## DATA PROVIDED
━━━━━━━━━━━━━━━━━━━━

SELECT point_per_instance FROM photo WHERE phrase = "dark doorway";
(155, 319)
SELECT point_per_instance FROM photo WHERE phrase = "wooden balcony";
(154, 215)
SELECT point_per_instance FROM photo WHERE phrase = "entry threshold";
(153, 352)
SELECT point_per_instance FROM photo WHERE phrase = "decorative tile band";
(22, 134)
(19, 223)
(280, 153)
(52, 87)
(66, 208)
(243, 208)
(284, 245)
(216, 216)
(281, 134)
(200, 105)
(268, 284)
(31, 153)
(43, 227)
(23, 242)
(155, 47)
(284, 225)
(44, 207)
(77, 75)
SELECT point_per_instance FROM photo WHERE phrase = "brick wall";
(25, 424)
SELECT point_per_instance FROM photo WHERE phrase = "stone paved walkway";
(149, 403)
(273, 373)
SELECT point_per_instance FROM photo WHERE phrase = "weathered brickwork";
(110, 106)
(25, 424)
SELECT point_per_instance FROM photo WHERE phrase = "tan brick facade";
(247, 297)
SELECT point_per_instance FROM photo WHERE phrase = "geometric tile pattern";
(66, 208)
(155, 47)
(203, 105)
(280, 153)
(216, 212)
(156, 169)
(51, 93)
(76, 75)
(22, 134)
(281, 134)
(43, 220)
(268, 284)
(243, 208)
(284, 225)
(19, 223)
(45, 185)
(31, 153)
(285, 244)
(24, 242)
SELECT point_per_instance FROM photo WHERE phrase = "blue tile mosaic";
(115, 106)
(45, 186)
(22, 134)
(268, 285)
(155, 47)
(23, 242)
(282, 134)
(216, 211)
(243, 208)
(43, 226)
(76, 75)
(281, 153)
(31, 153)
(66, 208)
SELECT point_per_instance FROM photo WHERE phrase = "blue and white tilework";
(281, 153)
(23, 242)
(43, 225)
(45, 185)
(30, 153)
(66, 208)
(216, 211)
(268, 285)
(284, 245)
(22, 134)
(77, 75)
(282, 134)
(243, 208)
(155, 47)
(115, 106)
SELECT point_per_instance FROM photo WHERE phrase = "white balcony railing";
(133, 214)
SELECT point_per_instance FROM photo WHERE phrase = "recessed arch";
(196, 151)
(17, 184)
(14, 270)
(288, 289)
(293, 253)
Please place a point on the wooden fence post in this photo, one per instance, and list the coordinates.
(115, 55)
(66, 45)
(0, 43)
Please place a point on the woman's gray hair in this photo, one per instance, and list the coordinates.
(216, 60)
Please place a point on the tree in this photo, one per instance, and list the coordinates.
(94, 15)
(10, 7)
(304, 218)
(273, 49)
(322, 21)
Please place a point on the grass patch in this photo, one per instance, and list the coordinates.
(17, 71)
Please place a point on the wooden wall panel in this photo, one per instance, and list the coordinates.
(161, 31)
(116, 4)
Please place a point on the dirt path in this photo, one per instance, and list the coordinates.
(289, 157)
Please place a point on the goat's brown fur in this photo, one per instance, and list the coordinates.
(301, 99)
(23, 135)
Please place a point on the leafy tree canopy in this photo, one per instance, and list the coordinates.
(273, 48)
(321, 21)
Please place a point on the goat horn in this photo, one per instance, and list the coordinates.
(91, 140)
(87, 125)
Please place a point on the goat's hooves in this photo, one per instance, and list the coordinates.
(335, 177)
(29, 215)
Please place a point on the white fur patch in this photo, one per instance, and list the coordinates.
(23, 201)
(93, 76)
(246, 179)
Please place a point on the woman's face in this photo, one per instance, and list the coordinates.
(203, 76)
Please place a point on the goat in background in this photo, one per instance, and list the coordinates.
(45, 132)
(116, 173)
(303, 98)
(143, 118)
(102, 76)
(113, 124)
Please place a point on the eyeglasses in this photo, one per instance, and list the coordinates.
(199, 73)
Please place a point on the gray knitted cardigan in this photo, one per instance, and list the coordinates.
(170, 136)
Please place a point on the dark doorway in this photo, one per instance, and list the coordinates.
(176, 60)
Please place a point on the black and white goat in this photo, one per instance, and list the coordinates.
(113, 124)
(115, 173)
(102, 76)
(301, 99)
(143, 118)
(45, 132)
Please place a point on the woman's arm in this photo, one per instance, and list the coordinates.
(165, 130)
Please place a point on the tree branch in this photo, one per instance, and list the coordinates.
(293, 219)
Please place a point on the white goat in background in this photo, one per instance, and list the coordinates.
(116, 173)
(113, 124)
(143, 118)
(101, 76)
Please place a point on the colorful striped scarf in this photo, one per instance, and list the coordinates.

━━━━━━━━━━━━━━━━━━━━

## ASSIGNMENT
The data above should be returned in full, exactly as written.

## ANSWER SPACE
SELECT point_per_instance FROM photo WHERE phrase = "dark doorway";
(155, 319)
SELECT point_per_instance FROM photo WHERE phrase = "wooden balcony";
(154, 215)
SELECT point_per_instance FROM photo WHERE phrase = "entry threshold";
(153, 352)
SELECT point_per_instance FROM photo WHERE phrase = "decorative tile band";
(22, 134)
(19, 223)
(280, 153)
(52, 87)
(66, 208)
(243, 208)
(284, 245)
(216, 216)
(281, 134)
(200, 105)
(268, 284)
(31, 153)
(43, 227)
(23, 242)
(155, 47)
(284, 225)
(44, 207)
(77, 75)
SELECT point_per_instance FROM photo WHERE phrase = "brick wall";
(25, 424)
SELECT point_per_instance FROM photo WHERE phrase = "stone paved walkway";
(149, 403)
(273, 373)
SELECT point_per_instance FROM photo WHERE phrase = "weathered brickwork";
(110, 106)
(25, 424)
SELECT point_per_instance FROM photo WHERE phrase = "tan brick facade";
(247, 297)
SELECT point_per_instance FROM photo WHERE phrase = "geometric tile pattern";
(66, 208)
(155, 47)
(203, 105)
(280, 153)
(216, 212)
(156, 169)
(51, 93)
(76, 75)
(22, 134)
(281, 134)
(43, 220)
(268, 284)
(243, 208)
(284, 225)
(19, 223)
(45, 185)
(31, 153)
(285, 244)
(24, 242)
SELECT point_per_instance FROM photo WHERE phrase = "blue tile mosaic";
(115, 106)
(45, 186)
(22, 134)
(268, 285)
(155, 47)
(23, 242)
(282, 134)
(216, 211)
(243, 208)
(43, 226)
(76, 75)
(281, 153)
(31, 153)
(66, 208)
SELECT point_per_instance FROM photo WHERE phrase = "blue and white tilework";
(281, 153)
(23, 242)
(43, 225)
(45, 185)
(30, 153)
(66, 208)
(216, 211)
(268, 285)
(284, 245)
(22, 134)
(77, 75)
(282, 134)
(243, 208)
(155, 47)
(115, 106)
SELECT point_per_instance FROM photo WHERE phrase = "white balcony railing";
(133, 214)
SELECT point_per_instance FROM photo WHERE phrase = "recessed arch";
(196, 151)
(17, 184)
(14, 270)
(288, 289)
(293, 253)
Please place a point on the wooden fence post in this photo, one per instance, and list the coordinates.
(115, 55)
(66, 45)
(0, 43)
Please place a point on the woman's gray hair in this photo, one per instance, and list the coordinates.
(216, 60)
Please place a point on the tree in this photo, one per instance, and list the coordinates.
(94, 15)
(10, 7)
(304, 218)
(273, 49)
(322, 21)
Please place a point on the grass patch in this photo, one per instance, and list the coordinates.
(17, 71)
Please place a point on the wooden wall panel in this photo, one per instance, and list the coordinates.
(161, 31)
(116, 4)
Please place a point on the dirt path in this photo, one per instance, and list the coordinates.
(289, 157)
Please place a point on the goat's brown fur in this photo, one per instance, and list the coordinates.
(301, 99)
(23, 135)
Please place a point on the leafy tree canopy in this photo, one per instance, and list the coordinates.
(273, 48)
(321, 21)
Please place a point on the goat horn in this photo, one per instance, and list the coordinates.
(91, 140)
(87, 125)
Please place a point on the goat's hooves in this photo, one per instance, and list the coordinates.
(335, 177)
(29, 215)
Please place a point on the white fur patch in this photo, one per instance, and list the coordinates.
(23, 201)
(93, 76)
(246, 179)
Please place a point on the woman's face in this photo, one per instance, and list the coordinates.
(203, 76)
Please place a point on the goat in background in this photo, one per instance, and list the coordinates.
(45, 132)
(116, 173)
(303, 98)
(143, 118)
(102, 76)
(113, 124)
Please place a point on the eyeglasses in this photo, one per instance, and list the coordinates.
(199, 73)
Please place a point on the gray knitted cardigan in this photo, one per instance, and list the coordinates.
(170, 136)
Please place a point on the dark doorway in this photo, one per instance, and list the coordinates.
(176, 60)
Please place a point on the black and white goat in this photo, one per instance, and list the coordinates.
(113, 124)
(115, 173)
(102, 76)
(301, 99)
(143, 118)
(45, 132)
Please place a point on the woman's arm in this photo, one per instance, and list the coordinates.
(165, 130)
Please place a point on the tree branch in this photo, one per instance, and list the coordinates.
(293, 219)
Please place a point on the white goat in background in this photo, one per instance, and list the coordinates.
(116, 173)
(113, 124)
(143, 118)
(101, 76)
Please place a point on the colorful striped scarf in this photo, one per instance, and list the coordinates.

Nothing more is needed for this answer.